_Entries drawn from a collection:_
BEGIN
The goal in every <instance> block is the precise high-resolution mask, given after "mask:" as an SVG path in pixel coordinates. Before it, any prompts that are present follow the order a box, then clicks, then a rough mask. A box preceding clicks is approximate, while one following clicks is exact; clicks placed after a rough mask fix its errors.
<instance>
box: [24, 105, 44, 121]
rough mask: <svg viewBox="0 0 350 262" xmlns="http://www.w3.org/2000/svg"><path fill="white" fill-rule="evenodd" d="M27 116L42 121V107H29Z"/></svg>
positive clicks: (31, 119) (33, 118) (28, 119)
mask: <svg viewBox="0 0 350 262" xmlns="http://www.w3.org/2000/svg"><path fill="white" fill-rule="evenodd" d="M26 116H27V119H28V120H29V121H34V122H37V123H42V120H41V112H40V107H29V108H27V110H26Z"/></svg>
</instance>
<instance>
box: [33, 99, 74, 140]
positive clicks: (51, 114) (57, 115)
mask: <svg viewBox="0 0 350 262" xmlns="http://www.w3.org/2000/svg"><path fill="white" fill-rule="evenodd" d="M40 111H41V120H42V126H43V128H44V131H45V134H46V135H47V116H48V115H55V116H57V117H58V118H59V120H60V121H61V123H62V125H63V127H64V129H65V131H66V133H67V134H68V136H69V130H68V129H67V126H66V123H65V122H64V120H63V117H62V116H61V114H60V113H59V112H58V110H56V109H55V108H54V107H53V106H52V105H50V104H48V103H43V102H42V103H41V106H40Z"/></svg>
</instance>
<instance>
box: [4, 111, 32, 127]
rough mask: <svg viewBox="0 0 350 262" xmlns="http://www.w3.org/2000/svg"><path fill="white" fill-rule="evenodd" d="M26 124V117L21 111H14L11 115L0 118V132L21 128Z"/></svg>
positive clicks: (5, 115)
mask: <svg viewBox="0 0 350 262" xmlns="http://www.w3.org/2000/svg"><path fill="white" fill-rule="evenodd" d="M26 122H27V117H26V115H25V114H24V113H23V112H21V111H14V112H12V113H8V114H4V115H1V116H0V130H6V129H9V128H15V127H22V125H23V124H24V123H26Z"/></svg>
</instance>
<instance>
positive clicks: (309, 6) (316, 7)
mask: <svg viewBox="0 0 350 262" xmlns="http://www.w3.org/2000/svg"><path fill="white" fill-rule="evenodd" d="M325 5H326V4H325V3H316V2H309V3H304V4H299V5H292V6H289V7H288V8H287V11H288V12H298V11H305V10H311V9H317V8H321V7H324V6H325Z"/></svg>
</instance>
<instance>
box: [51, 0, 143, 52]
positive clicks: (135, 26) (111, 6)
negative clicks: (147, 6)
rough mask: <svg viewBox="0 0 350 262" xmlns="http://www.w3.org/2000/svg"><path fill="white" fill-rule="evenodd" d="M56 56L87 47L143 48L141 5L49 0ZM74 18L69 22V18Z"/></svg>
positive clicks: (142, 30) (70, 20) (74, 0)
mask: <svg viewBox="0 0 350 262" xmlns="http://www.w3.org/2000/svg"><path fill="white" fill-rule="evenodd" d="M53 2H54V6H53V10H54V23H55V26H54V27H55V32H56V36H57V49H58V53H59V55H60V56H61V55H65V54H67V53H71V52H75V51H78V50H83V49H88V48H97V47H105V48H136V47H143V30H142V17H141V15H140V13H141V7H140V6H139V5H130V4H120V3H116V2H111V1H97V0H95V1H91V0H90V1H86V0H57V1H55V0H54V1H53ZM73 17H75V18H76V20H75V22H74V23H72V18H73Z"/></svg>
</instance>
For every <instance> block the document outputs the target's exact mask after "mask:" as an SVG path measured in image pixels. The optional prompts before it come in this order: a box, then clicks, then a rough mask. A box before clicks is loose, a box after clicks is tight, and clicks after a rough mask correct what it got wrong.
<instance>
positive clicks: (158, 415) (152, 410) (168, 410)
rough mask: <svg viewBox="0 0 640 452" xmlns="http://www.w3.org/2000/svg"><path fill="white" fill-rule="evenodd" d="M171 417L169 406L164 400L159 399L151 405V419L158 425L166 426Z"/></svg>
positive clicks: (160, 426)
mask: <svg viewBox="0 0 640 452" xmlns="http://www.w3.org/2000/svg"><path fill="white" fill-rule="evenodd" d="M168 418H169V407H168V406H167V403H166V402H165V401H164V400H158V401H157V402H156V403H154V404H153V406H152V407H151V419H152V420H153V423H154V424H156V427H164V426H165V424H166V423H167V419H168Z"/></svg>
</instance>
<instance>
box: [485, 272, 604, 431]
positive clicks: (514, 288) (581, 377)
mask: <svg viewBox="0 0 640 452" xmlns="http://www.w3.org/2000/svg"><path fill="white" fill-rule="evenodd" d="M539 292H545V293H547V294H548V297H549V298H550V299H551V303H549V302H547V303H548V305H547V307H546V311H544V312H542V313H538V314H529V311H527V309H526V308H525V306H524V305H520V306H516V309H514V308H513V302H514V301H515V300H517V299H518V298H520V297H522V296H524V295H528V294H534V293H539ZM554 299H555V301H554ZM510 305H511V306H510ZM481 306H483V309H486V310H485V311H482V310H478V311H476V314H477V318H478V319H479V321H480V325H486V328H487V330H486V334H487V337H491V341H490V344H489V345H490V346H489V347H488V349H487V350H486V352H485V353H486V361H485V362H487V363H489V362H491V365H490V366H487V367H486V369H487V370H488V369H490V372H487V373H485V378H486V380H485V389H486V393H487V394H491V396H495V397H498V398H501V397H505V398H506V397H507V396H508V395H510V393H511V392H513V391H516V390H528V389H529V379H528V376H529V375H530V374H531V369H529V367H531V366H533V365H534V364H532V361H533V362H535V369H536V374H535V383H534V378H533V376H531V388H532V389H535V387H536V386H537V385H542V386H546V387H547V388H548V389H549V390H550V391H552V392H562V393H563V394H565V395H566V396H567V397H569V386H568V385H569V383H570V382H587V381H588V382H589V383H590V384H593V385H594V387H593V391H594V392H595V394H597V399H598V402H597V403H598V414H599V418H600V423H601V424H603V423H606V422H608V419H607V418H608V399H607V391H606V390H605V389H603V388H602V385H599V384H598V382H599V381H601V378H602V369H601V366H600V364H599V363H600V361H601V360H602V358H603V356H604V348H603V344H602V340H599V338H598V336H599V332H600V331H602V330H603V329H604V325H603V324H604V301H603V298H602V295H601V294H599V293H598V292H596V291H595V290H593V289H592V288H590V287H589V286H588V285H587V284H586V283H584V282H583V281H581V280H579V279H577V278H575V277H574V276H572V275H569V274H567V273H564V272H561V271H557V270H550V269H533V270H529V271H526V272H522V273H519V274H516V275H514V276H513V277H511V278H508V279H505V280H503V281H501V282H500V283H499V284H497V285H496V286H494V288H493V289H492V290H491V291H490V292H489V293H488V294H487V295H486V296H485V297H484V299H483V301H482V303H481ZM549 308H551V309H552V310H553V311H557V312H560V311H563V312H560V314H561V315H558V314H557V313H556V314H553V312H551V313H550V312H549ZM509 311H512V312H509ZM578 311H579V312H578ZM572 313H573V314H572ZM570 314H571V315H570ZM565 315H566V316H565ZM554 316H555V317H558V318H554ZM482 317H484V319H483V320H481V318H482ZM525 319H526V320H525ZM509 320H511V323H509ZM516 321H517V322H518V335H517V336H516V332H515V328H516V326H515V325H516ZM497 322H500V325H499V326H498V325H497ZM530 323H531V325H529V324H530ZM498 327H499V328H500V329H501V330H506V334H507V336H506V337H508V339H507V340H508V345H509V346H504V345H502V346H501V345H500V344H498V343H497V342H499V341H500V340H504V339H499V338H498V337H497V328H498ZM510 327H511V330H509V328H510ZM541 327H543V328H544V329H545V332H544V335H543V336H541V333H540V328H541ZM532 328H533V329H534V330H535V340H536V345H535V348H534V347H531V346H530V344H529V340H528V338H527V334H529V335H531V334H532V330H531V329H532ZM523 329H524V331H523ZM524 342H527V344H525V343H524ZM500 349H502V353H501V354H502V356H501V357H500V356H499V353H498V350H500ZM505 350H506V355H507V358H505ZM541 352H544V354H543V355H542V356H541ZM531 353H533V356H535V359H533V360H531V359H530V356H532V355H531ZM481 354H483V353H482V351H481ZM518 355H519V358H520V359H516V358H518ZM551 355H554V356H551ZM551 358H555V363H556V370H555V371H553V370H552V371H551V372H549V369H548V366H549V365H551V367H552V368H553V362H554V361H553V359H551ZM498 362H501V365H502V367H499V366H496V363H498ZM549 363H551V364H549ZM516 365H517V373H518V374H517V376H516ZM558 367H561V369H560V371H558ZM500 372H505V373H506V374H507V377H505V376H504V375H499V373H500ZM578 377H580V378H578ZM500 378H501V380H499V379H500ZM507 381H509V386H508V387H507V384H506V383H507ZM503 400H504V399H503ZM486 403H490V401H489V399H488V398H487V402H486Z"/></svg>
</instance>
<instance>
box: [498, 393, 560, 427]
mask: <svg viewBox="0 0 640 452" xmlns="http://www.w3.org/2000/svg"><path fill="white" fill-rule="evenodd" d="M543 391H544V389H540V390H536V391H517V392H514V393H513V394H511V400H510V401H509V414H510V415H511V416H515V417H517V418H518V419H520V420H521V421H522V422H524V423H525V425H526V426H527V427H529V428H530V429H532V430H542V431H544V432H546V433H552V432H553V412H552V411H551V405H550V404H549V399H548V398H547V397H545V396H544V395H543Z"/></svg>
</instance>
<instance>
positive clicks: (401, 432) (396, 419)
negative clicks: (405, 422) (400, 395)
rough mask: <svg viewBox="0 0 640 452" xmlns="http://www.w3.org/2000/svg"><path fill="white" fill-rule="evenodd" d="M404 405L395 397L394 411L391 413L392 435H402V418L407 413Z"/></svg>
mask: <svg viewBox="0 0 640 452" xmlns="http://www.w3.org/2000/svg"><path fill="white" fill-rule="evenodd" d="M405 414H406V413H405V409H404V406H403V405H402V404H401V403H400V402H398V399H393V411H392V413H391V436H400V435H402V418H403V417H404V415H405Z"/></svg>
END
_WHAT IS BEING ASKED:_ Return each line of the entries above that contains the word "positive".

_WRITTEN SOLUTION:_
positive clicks: (31, 119) (33, 118) (28, 119)
positive clicks: (51, 114) (57, 115)
positive clicks: (5, 115)
positive clicks: (309, 6) (316, 7)
positive clicks: (135, 26) (111, 6)
positive clicks: (142, 30) (70, 20) (74, 0)
positive clicks: (158, 415) (152, 410) (168, 410)
positive clicks: (160, 426)
positive clicks: (514, 288) (581, 377)
positive clicks: (401, 432) (396, 419)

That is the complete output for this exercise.